> _Document passage_

———

Colorado River political and policy discourse is tangled right now around an increasingly unhelpful set of questions. They involve process: Should the federal government step in and impose cuts? Should the Lower Basin states, especially Arizona and California, do more to save themselves? Should we pay farmers to fallow? How much? Should the Upper Basin contribute more cuts? What about environmental flows – will the cuts we need to make endanger our ESA coverage under the MSCP?
What about my water?
These are all worthy questions, but our entanglement with them avoids the largest and most important question: In a future with less water, what will this engineered hydraulic landscape of irrigated farms and cities look like? What do we want it to look like?
That was the point of my attention-getting quote to Grist’s Jake Bittle:
“Whether those cuts are imposed by a federal government action, or voluntary action by the states, or the fact that the reservoirs are fucking empty, they will happen,” (Fleck) told Grist.
If you’re in Las Vegas or Phoenix or Los Angeles or San Diego (or Albuquerque!), the details of which path we’re on matter, but the larger question is unchanged. You’ll have to learn to live with less Colorado River water, and you’ll succeed at that. Your city will be less green, but you’ll have enough for cooking and cleaning and brewing your morning coffee.
If you’re in Yuma or Imperial or Palo Verde, the details of which path we’re on matter, but the larger question is unchanged. We’ll still get all the yummy melons and lettuce we love (and are willing to pay for), and there will be a lot less alfalfa grown in the deserts of the Lower Colorado River.
I’ve got a far longer blog post brewing on the hard drive, as I begin to work through the details of what a “Colorado River system crash” might look like, which is the seed for the project occupying my thinking right now. We need some sense of what the alternative is to the process the Department of the Interior has launched, the process that triggered Jake Bittle’s call and my flamboyant quote, the attempt to get things back on the rails and create an orderly approach to envisioning our desired future and acting on it.
I may never post it.
“Reservoirs fucking empty” is bait to folks’ limbic systems. It wasn’t a slip. I chose my words with care. But “fight or flight” may not be what we need right now. We need to understand that we can do this – that the key to our future is not winning a fight with Arizona/California/the Feds/the Upper Basin/the farmers/the cities over who gets what’s left, but rather envisioning a future in which we all figure out how to survive and even thrive with less water.
When the Groundwater Management Act of 1980 was passed, Agriculture was always intended to be the sacrificial placeholder for more people. That’s been obvious since the beginning.

———

> _Material to process_
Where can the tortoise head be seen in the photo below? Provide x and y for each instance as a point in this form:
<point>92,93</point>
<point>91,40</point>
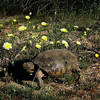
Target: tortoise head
<point>29,67</point>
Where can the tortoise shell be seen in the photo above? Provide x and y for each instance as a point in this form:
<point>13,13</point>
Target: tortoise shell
<point>57,61</point>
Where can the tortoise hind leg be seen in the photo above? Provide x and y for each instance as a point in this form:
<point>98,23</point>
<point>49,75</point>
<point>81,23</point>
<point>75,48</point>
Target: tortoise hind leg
<point>39,76</point>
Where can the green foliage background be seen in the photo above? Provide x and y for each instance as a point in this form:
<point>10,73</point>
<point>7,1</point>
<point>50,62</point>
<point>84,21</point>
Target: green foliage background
<point>49,6</point>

———

> _Set problem 1_
Transcribe everything in the Colorado River post from "These are all" down to "your morning coffee.".
> _Set problem 2_
Express everything in the listing, from its start down to the line containing "<point>57,61</point>", as a JSON list of strings with one string per line and blank lines left out. Leave the pictures out of the answer.
The Colorado River post and the listing are unrelated pieces of material.

> _Solution 1_
These are all worthy questions, but our entanglement with them avoids the largest and most important question: In a future with less water, what will this engineered hydraulic landscape of irrigated farms and cities look like? What do we want it to look like?
That was the point of my attention-getting quote to Grist’s Jake Bittle:
“Whether those cuts are imposed by a federal government action, or voluntary action by the states, or the fact that the reservoirs are fucking empty, they will happen,” (Fleck) told Grist.
If you’re in Las Vegas or Phoenix or Los Angeles or San Diego (or Albuquerque!), the details of which path we’re on matter, but the larger question is unchanged. You’ll have to learn to live with less Colorado River water, and you’ll succeed at that. Your city will be less green, but you’ll have enough for cooking and cleaning and brewing your morning coffee.

> _Solution 2_
[
  "Where can the tortoise head be seen in the photo below? Provide x and y for each instance as a point in this form:",
  "<point>92,93</point>",
  "<point>91,40</point>",
  "Target: tortoise head",
  "<point>29,67</point>",
  "Where can the tortoise shell be seen in the photo above? Provide x and y for each instance as a point in this form:",
  "<point>13,13</point>",
  "Target: tortoise shell",
  "<point>57,61</point>"
]